SOAL LATIHAN A >>
Menurut kutipan tentang perubahan budaya, apa yang disebut sebagai salah satu ruang yang memberikan kesempatan untuk berbagai efek simulasi dari pemahaman baru tentang kebudayaan?
SOAL LATIHAN B >>
Salin persis bagian kutipan tentang perubahan budaya yang dimulai pada kata-kata "Dimulai dengan kegagapan" dan berakhir setelah kata-kata "dalam lautan simulasi.".
SOAL LATIHAN C >>
Tentukan apakah setiap pernyataan berikut sesuai dengan kutipan tentang perubahan budaya. Jawab ya atau tidak, lalu sertakan kata-kata penentu dari kutipan itu. (i) Perubahan kebudayaan selalu menawarkan sesuatu yang baru. (ii) Efek yang dilahirkan hanya bersifat individual. (iii) Posisi tawar identitas manusia menjadi stabil.

KUTIPAN TEKS >>
= = = =

Menatap Harapan,
150 x150 cm, Oil and Digital Print, 2010
oleh: Adam Wahida
*] Memaknai Perubahan Budaya
Perubahan
kebudayaan selalu menawarkan sesuatu yang baru sebagai sebuah bentuk
pemaknaan ulang hingga terjadinya dekonstruksi alur pemahaman pikiran
yang banyak tervisualkan dalam idiom-idiom yang menjadi tanda
sebuah kebudayaan. Gaya hidup manusia merupakan salah satu ruang yang
memberikan kesempatan untuk berbagai efek simulasi dari pemahaman baru
tentang kebudayaan. Fenomena
untuk membenturkan kosakata (idiom) baru dengan idiom tata nilai budaya
yang sebelumnya, untuk mengetahui apa yang bisa disinkronkan atau
ditinggalkan, diganti dengan kosakata kekinian. Hal ini melahirkan
banyak efek yang tidak hanya bersifat individual namun telah merambah ke
lingkungan sosial yang lebih luas.
Dimulai dengan kegagapan terhadap perubahan, simulasi-simulasi ceroboh
yang dilakukan tanpa kesadaran dan pemaknaan, kedangkalan akan
pemahaman sebuah nilai, menjadikan posisi tawar identitas manusia
menjadi labil dan cenderung stagnan. Ambiguitas menjadi hal yang sering
kita lihat sehari-hari, ketika idealisme kemanusiaan terabaikan oleh
simulasi-simulasi yang dilakukan. Apa yang harus diikuti, kosakata apa
yang lebih baik untuk dikenakan, idiom mana yang sesuai dengan
kepribadian, menjadi hal yang terus harus dicari dalam lautan simulasi.

= = = =

Item dari kumpulan data
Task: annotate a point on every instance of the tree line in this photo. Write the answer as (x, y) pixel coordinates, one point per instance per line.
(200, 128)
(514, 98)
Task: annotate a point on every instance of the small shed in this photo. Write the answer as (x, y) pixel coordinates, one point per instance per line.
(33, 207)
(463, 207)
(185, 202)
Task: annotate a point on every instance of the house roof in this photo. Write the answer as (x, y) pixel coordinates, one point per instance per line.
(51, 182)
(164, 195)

= = = =

JAWABAN YANG DIHARAPKAN A >>
Gaya hidup manusia.

JAWABAN YANG DIHARAPKAN B >>
Dimulai dengan kegagapan terhadap perubahan, simulasi-simulasi ceroboh
yang dilakukan tanpa kesadaran dan pemaknaan, kedangkalan akan
pemahaman sebuah nilai, menjadikan posisi tawar identitas manusia
menjadi labil dan cenderung stagnan. Ambiguitas menjadi hal yang sering
kita lihat sehari-hari, ketika idealisme kemanusiaan terabaikan oleh
simulasi-simulasi yang dilakukan. Apa yang harus diikuti, kosakata apa
yang lebih baik untuk dikenakan, idiom mana yang sesuai dengan
kepribadian, menjadi hal yang terus harus dicari dalam lautan simulasi.

JAWABAN YANG DIHARAPKAN C >>
(i) Ya: "Perubahan kebudayaan selalu menawarkan sesuatu yang baru"
(ii) Tidak: "tidak hanya bersifat individual namun telah merambah ke lingkungan sosial yang lebih luas"
(iii) Tidak: "menjadikan posisi tawar identitas manusia menjadi labil dan cenderung stagnan"